Dataset entries:
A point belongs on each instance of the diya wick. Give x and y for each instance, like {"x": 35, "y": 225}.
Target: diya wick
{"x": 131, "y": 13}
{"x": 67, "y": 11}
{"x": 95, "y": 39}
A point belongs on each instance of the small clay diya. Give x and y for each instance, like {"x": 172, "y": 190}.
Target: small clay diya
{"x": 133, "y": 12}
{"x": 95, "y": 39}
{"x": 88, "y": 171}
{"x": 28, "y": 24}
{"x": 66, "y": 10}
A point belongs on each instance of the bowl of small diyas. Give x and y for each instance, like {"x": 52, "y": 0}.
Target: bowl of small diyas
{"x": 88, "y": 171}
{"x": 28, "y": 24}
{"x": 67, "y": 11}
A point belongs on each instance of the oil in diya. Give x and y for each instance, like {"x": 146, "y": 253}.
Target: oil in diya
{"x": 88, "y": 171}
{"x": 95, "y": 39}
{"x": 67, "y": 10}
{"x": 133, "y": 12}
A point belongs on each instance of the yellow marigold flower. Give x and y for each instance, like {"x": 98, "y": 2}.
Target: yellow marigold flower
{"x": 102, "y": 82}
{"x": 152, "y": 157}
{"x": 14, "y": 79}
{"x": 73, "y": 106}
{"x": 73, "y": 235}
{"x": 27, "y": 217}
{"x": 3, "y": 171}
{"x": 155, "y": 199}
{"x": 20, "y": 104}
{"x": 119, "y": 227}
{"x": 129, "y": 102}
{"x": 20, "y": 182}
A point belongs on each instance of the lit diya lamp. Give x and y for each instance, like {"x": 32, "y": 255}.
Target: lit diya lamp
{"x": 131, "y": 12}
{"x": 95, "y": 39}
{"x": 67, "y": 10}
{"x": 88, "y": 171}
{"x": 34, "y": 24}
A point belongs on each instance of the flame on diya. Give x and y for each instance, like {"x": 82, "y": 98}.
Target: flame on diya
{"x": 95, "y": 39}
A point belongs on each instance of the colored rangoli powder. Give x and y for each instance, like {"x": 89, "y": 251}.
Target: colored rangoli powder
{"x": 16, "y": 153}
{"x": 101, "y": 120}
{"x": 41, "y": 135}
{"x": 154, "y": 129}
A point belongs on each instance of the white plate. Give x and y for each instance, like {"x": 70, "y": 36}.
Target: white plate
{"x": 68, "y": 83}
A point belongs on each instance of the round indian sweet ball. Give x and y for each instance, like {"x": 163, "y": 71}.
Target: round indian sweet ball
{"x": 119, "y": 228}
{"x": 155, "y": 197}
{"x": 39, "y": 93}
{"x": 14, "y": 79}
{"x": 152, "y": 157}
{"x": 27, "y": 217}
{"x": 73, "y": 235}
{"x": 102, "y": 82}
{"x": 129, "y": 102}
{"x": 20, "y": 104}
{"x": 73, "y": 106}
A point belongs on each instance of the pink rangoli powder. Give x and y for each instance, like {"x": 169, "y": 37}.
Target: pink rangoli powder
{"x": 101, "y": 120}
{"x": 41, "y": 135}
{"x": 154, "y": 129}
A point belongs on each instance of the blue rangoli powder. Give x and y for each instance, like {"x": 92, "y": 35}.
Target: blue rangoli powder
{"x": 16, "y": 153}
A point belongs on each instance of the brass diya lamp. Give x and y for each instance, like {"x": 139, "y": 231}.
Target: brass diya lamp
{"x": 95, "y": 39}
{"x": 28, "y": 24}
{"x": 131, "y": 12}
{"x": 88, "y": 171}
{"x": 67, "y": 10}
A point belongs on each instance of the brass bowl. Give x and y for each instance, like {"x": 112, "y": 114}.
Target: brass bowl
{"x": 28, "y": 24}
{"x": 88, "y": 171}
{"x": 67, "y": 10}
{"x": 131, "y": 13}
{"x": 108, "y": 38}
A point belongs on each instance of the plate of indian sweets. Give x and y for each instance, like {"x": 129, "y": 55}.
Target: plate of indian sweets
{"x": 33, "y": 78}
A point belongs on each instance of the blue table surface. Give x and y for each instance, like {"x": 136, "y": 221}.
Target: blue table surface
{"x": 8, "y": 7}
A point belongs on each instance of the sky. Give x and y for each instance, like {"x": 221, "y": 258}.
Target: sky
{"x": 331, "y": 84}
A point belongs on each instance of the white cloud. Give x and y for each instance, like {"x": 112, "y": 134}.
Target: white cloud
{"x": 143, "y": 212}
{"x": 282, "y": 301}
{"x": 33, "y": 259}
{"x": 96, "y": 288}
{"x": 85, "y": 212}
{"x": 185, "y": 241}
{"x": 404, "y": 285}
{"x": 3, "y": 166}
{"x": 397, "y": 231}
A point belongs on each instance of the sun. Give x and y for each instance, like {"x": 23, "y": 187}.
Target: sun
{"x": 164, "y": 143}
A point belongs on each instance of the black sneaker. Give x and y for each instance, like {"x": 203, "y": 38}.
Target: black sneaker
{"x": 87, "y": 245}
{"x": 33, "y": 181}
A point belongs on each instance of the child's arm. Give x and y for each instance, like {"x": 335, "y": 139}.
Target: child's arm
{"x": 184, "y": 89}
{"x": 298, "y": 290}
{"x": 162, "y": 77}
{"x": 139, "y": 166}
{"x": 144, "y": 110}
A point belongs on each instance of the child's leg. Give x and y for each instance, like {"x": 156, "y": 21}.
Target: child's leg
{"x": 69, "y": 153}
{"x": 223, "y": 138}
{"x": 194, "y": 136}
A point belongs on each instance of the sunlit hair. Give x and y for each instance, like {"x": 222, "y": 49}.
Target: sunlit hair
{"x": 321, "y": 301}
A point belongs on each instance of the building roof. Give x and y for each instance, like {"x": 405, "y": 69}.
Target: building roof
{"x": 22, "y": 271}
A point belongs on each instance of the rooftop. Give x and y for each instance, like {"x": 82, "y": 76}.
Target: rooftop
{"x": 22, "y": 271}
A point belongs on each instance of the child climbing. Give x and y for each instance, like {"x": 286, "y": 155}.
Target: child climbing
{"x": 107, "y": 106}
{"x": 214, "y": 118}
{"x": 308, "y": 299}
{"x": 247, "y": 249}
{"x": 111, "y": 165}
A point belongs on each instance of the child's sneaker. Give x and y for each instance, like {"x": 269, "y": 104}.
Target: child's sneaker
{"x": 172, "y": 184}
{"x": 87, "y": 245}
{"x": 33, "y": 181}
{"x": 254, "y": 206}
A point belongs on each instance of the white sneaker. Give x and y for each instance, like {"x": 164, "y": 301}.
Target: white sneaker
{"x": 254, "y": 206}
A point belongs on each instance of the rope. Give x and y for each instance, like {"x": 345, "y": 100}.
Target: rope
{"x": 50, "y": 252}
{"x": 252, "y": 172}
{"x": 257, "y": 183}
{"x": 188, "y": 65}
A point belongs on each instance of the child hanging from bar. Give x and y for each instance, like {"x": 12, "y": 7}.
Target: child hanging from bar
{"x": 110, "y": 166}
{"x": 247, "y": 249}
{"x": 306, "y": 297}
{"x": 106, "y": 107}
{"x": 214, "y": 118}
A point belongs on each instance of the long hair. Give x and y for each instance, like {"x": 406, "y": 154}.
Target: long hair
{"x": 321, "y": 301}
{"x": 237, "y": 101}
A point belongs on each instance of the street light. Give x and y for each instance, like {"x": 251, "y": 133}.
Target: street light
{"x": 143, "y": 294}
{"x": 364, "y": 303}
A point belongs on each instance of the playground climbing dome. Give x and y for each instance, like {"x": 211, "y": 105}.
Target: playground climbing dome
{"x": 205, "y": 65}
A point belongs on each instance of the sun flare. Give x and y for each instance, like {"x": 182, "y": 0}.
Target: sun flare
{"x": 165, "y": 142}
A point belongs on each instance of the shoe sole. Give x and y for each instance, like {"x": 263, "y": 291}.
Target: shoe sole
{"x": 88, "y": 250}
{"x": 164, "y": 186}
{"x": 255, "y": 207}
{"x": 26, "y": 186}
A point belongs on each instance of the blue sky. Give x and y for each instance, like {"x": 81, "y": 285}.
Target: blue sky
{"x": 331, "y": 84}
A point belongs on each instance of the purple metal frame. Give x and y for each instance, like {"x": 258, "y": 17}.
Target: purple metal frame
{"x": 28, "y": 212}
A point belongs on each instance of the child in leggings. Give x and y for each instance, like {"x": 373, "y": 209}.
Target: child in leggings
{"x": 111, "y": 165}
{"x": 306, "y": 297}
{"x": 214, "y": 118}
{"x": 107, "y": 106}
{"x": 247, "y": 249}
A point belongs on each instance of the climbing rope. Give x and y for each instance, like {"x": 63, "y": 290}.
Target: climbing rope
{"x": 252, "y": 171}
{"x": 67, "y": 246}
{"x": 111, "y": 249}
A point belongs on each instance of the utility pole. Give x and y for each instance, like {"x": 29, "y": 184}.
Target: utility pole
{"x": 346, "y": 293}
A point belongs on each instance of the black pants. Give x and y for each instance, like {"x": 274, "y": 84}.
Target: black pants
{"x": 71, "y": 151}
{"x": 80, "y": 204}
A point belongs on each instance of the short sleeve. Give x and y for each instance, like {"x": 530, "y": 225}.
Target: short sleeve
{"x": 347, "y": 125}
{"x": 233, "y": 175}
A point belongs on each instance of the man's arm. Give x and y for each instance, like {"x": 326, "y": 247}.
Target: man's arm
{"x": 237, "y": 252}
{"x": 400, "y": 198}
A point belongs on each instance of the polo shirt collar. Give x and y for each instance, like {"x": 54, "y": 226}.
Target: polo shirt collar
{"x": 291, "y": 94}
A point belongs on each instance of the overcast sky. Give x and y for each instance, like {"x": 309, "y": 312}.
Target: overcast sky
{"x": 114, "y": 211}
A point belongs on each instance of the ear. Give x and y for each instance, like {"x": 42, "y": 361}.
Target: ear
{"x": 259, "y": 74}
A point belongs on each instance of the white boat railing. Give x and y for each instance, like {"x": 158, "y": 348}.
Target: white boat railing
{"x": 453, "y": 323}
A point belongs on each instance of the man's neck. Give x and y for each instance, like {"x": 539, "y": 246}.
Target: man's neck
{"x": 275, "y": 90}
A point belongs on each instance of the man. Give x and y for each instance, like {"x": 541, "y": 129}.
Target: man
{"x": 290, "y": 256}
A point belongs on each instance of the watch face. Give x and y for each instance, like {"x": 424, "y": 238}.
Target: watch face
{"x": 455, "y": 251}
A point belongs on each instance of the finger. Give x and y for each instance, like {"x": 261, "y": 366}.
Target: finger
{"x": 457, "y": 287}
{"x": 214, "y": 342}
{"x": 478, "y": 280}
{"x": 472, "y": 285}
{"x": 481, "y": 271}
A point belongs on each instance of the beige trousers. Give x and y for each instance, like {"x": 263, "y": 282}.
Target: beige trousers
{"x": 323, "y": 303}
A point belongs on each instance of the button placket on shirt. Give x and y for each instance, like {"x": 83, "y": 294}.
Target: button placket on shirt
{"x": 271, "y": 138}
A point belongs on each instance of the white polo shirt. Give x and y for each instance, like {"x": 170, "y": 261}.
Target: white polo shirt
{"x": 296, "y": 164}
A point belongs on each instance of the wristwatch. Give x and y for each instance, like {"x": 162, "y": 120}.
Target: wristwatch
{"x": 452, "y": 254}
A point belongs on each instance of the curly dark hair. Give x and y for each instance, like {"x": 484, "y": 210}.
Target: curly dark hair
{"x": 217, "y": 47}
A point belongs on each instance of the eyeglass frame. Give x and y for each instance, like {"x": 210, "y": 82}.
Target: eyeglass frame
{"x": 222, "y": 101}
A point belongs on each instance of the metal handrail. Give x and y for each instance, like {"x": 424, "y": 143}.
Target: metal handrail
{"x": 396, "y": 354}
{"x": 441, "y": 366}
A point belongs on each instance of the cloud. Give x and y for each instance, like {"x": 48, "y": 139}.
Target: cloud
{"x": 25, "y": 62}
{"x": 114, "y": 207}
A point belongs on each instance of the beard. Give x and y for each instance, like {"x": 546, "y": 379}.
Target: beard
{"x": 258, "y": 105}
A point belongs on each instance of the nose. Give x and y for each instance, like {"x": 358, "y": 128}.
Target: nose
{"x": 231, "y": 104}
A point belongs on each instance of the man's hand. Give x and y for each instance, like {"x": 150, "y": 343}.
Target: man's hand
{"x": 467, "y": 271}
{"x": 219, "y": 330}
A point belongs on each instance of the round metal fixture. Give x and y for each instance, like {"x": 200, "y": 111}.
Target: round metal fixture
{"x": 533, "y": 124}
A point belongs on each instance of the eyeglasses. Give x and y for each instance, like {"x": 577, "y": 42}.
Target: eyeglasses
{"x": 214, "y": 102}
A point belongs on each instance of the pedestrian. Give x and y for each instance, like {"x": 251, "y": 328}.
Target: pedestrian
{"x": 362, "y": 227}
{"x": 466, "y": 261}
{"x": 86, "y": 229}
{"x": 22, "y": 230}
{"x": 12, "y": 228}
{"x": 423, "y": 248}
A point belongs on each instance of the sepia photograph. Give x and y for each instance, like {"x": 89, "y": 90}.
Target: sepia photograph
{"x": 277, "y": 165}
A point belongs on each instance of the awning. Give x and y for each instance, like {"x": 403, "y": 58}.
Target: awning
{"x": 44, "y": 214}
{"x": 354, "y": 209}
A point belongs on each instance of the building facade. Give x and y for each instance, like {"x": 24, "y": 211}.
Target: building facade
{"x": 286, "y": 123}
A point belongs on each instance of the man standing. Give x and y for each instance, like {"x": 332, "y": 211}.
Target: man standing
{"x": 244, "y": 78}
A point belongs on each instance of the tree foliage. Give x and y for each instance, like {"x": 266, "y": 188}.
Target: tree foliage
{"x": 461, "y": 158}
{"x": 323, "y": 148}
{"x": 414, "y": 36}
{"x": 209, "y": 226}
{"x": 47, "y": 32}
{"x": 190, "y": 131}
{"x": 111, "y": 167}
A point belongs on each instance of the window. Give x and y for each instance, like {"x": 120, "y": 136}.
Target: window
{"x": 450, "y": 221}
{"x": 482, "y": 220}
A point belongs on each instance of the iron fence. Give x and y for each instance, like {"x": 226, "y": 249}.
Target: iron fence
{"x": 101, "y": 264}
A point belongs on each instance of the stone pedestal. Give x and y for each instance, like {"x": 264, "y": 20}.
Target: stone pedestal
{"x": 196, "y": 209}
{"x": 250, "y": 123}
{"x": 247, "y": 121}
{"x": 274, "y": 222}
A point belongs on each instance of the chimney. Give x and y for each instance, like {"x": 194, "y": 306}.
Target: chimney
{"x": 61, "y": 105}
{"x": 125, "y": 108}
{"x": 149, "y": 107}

Work to be completed:
Beginning with the top line of the data above, output every line exactly until the one that contains "A point belongs on each instance of the small", and include that one too.

Answer below:
A point belongs on each instance of the diya wick. Give x and y for each instance, like {"x": 35, "y": 225}.
Target: diya wick
{"x": 131, "y": 13}
{"x": 67, "y": 11}
{"x": 95, "y": 39}
A point belongs on each instance of the small clay diya. Give x and y for each instance, like {"x": 172, "y": 190}.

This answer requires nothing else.